===== DATA LISTING

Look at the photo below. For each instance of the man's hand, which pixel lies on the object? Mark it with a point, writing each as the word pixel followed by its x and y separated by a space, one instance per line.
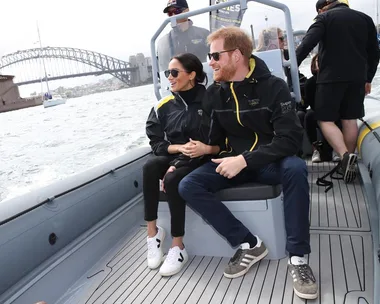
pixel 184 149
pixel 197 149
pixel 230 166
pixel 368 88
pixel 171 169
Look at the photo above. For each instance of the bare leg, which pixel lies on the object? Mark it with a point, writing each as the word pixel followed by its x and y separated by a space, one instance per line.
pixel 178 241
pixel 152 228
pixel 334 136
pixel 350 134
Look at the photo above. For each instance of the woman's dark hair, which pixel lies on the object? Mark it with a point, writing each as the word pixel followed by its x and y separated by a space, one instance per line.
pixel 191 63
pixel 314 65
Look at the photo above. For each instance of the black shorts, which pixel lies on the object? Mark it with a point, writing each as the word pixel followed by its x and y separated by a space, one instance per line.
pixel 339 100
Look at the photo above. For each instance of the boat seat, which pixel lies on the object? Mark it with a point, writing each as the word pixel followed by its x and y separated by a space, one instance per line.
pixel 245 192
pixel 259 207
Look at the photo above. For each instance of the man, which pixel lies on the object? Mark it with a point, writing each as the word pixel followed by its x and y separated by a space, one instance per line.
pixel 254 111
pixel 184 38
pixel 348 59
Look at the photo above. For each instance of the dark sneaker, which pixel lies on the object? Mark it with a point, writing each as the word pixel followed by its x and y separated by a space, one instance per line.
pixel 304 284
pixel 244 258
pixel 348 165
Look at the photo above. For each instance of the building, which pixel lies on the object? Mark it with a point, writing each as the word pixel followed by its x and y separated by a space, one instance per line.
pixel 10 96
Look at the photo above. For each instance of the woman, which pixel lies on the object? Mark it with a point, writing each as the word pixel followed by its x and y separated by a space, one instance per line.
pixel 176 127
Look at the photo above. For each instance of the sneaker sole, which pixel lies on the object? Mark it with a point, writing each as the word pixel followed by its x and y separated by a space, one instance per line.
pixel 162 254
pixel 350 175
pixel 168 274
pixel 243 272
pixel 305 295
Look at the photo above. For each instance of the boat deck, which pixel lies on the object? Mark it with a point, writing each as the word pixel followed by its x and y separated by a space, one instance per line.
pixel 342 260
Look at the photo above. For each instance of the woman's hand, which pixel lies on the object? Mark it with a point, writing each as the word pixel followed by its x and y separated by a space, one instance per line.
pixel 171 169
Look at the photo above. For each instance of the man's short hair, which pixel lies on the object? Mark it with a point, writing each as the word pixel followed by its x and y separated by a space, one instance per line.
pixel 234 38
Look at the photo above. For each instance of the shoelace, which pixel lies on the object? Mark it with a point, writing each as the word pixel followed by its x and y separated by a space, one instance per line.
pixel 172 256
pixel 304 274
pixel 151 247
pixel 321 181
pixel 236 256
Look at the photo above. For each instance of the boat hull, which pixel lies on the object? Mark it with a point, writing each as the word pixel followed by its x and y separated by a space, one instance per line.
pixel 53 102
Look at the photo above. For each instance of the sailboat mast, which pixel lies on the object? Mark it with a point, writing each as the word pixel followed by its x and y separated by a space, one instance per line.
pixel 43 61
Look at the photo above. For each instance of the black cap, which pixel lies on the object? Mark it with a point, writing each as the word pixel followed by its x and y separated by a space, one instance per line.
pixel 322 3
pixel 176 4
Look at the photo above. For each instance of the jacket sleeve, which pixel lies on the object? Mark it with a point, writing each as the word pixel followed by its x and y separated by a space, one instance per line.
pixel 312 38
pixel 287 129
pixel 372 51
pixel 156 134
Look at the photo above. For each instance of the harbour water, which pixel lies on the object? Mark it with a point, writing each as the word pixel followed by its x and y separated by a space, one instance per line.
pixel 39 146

==========

### WRITTEN PROBLEM
Rewrite the listing above with every "photo" swapped for "image" and everything else left unchanged, and leave out the pictures.

### RESULT OF THIS TASK
Look at the image below. For each instance of the man's hand, which pixel lies on the object? Mark it with a point, writing each as the word pixel followed by its x and y separated by a space, one instance per line.
pixel 184 149
pixel 197 149
pixel 230 166
pixel 368 88
pixel 171 169
Look at the image above. For each instance of the bare leg, which pixel lies on the object? Mark it with a point, writing each as the word pixel followed by its x and y separated by a space, one instance per line.
pixel 178 241
pixel 152 228
pixel 334 136
pixel 350 134
Look at the image above. For each instance of the woman's dark hair, which pixel lies on the object? Mark it with a point, writing each as the word pixel followed by its x and y separated by a space, one instance per line.
pixel 191 63
pixel 314 65
Look at the image above. For each instance of the black shorts, which pixel lies on the object? Mark it with a point, writing each as the word pixel followed by its x and y separated by a space, one instance per line.
pixel 339 100
Look at the image above. For each instance of the boat seat, which pixel lies on the object? Mark it with a point, writing each as the word pixel followed by its x and y separated by a space, one instance per line.
pixel 245 192
pixel 259 207
Look at the image above. For each instance of the man, which pixel lies on the object? Mark it with a point, writing each as the word pixel followed by its x and y separated by a space, one instance per line.
pixel 254 111
pixel 184 38
pixel 348 59
Look at the image above. For each instance of the dark sneaker, which pixel lies on the object? Mark it with a point, writing each as the word pixel followed by its x and y separated by a space, one instance per line.
pixel 304 284
pixel 244 258
pixel 348 165
Look at the image above. For each instance of the building, which pixel lies on the object? Mark it with a point, writing each as the word pixel followed by its x and y separated by a space, one instance per line.
pixel 10 96
Look at the image above. For each instance of the woman, which pixel lies on the object? Mark it with a point, writing each as the word pixel followed by its x and y separated by a space, one instance per line.
pixel 176 127
Look at the image above. For each instance of the sneaker sole, which pixel lies on the object? Mark it with a point, writing each as the word pixel followed by its x and y separated by a space, one instance per line.
pixel 162 254
pixel 350 175
pixel 168 274
pixel 243 272
pixel 305 295
Look at the image above. For each instance of the boat deck, which pixel lies on the object? Mark it with a point, writing each as the word pixel followed by its x and y separated by a space, one instance per line.
pixel 342 260
Look at the image above. For each instance of the woman's hand, which pixel lies on the object? Mark it with a point, writing each as the word pixel followed by its x and y separated by a space, one instance per line.
pixel 171 169
Look at the image above. For each instance of the man's short hair, which pixel lies on the object? Mark it with a point, writing each as the word pixel followed by its x and y separated by a space, one instance per line.
pixel 234 38
Look at the image above. For each instance of the shoelace, which pixel lies on the object? Mark it with a point, writing each as the word pixel followed by its x and y separated by a space, one instance per line.
pixel 172 256
pixel 304 274
pixel 151 247
pixel 321 181
pixel 236 256
Look at the image above. For each instance of the boat hull, which pixel lies on the object? Mark it with a point, writing each as the word pixel followed by its x and y separated by a space, one instance per line.
pixel 53 102
Look at the image above. For each instance of the sailboat mast, which pixel lies on the object? Mark it with a point, writing each as the word pixel followed by its x and y separated by a space, one instance per line.
pixel 43 61
Look at the image above. For each instance of the black cap, which pixel lies on the object? Mark it with a point, writing each as the word pixel followed by its x and y separated by a space, one instance per line.
pixel 322 3
pixel 176 4
Look at the image above. For each instance of the jacket sleeve, which pixel lies on the object? Mark it with a point, writing each as the word pixel followed by its x and y separated by a space, one instance per line.
pixel 312 38
pixel 287 129
pixel 372 51
pixel 156 134
Look at the image above. For each instance of the harbour water, which pixel lies on the object? Mark it with a point, writing each as the word pixel followed by its x and y separated by a space, one instance per line.
pixel 39 146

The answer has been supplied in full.